Rows from a dataset:

★ ★ ★ ★ ★ ★ ★

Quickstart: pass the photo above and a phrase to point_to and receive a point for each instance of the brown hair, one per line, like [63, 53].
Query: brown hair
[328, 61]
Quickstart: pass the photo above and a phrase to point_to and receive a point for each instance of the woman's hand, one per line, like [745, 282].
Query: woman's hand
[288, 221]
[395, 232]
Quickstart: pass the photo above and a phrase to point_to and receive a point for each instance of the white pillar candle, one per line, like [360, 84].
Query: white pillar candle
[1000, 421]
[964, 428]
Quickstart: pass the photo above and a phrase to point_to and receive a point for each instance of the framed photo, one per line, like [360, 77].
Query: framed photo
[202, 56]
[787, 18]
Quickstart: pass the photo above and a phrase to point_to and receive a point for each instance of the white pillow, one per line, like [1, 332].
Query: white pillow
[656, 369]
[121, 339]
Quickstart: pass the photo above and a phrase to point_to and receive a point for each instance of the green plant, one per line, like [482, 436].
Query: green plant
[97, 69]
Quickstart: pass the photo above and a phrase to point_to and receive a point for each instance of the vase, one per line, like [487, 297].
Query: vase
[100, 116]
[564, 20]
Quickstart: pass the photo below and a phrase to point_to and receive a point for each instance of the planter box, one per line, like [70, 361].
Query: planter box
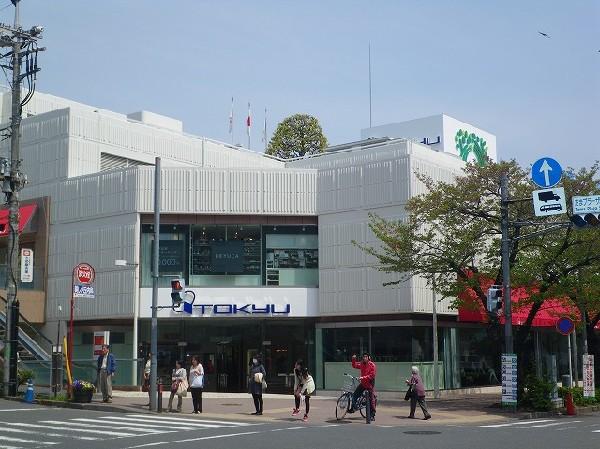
[82, 396]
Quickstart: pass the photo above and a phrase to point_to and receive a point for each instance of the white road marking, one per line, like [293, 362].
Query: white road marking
[104, 432]
[20, 440]
[171, 424]
[30, 409]
[29, 432]
[117, 426]
[556, 424]
[192, 420]
[212, 437]
[519, 423]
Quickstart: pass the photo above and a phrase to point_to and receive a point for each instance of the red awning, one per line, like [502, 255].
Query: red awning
[552, 309]
[25, 214]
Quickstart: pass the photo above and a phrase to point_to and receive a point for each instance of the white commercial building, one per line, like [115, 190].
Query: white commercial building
[264, 245]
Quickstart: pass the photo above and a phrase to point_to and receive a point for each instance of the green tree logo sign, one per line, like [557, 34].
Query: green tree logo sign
[467, 143]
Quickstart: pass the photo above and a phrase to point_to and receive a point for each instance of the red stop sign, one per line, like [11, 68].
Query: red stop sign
[84, 273]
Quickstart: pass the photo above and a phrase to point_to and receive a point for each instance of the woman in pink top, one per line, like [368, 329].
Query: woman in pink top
[418, 394]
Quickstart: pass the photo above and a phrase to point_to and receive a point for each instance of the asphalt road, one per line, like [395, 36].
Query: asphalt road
[29, 426]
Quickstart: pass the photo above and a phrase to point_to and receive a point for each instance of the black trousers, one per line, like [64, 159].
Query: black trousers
[257, 402]
[197, 398]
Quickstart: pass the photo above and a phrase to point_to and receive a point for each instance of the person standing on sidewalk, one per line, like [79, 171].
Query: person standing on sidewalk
[308, 388]
[256, 382]
[106, 369]
[298, 384]
[368, 372]
[196, 383]
[177, 378]
[417, 394]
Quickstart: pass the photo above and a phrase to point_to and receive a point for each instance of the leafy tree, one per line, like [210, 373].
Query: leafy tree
[296, 136]
[452, 235]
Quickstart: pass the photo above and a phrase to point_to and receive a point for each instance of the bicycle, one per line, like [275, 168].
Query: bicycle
[344, 402]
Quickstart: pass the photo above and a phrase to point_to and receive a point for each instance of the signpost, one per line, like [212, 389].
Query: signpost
[26, 265]
[589, 388]
[546, 172]
[549, 202]
[509, 380]
[82, 286]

★ ★ ★ ★ ★ ★ ★

▶ [Request]
Print the records above exactly as they stand, but leave out the pictures.

▶ [Solution for this problem]
Quickstart: pass the photo above and a phrase to point_to and receive a point for each instance of the brown hair, one per line, like [63, 53].
Query: brown hair
[328, 61]
Quickstart: pass the photo above and a phrase to point_to and receive a point for each instance of the woman's hand, one per line, like [745, 282].
Query: woman's hand
[288, 221]
[395, 232]
Quickstart: pass the photo above and a phrase to point_to and receive a point for each instance of the white pillar candle, one per line, like [360, 84].
Query: white pillar candle
[1000, 421]
[964, 428]
Quickstart: pass the photo above and a phrase to point_to and receive a point for each instance of the framed photo, one per line, like [360, 77].
Query: framed photo
[202, 56]
[787, 18]
Quickstart: pass the photo above and a phrase to point_to and receive a point for each instance of the white pillow, one per line, like [1, 332].
Query: white pillow
[656, 369]
[121, 339]
Quickstart: pass the photo above and a phrase to point_to and receive a point for each instance of the green plant, one per line, like [482, 436].
Query: green plant
[97, 69]
Quickstart: pass the photo above and a phrase to point_to and receive a point for each instance of the vase, one per line, like [487, 297].
Query: vase
[100, 116]
[564, 20]
Quickstart: pass the photo below and a phrase to point_to and receive a point for each instance of the planter box, one per line, like [70, 361].
Query: planter box
[82, 396]
Quickstart: pass the photo above and a phrase to point_to and receive a point for each instance of the white road marking, one per line, like [293, 362].
Query: white road marking
[104, 432]
[20, 440]
[171, 424]
[30, 409]
[29, 432]
[117, 426]
[556, 424]
[192, 420]
[212, 437]
[519, 423]
Quickstart: pass the photo above and a phrase to point_to and receive a point for each instance of the red awning, one per line, like [502, 255].
Query: red awning
[552, 309]
[25, 214]
Quickstart: pass the photo above and a phrase to point_to and receive a point for each instance of the white commercial building, one per line, like [115, 190].
Query: white commercial building
[264, 245]
Quickstart: pass the photo above and a phrase to point_to and receive a point for each instance of the green tree logo sign, one per line, like [557, 34].
Query: green tree logo sign
[467, 143]
Quickstart: pass the photo above and a phrase to point_to and receive a point for each instance of the red stop sign, one per line, like [11, 68].
Query: red stop sign
[84, 273]
Quickstart: pass the photo above and a phrase to point_to and receive a point for each instance of the woman in pink top, one per line, like [368, 329].
Query: woman in pink top
[418, 394]
Quickstart: pass the photo above and a phrase to point_to and receive a point for each instance of the asphalt road, one per line, like [395, 36].
Query: asphalt road
[29, 426]
Quickstart: pass the photo above and a phrase to point_to and receive a point for each instance of the black trousers, one per line, like [64, 159].
Query: black trousers
[257, 402]
[197, 398]
Quickstart: pass the photo above and a phrase to point_to and receive a point for each instance of the person standing on sidewalk, one per line, like [79, 171].
Query: person standing on sidewalk
[308, 388]
[256, 382]
[106, 369]
[298, 384]
[368, 372]
[196, 383]
[177, 378]
[417, 394]
Quickstart: pass the photo above and a phrase to point_to and receive a point for each instance of the leafy tree, one per line, like [210, 373].
Query: leafy tree
[296, 136]
[452, 235]
Quickstart: pass the photo above and a phrase to point_to and receive a point for each instance of the bicycle, one per line, like [275, 168].
Query: bicycle
[344, 402]
Quickstart: pass the photo above and a phrase to point_to and receive a point for each instance of the signpost, one per line, like [212, 389].
Query: signpost
[26, 265]
[589, 388]
[546, 172]
[549, 202]
[509, 380]
[82, 286]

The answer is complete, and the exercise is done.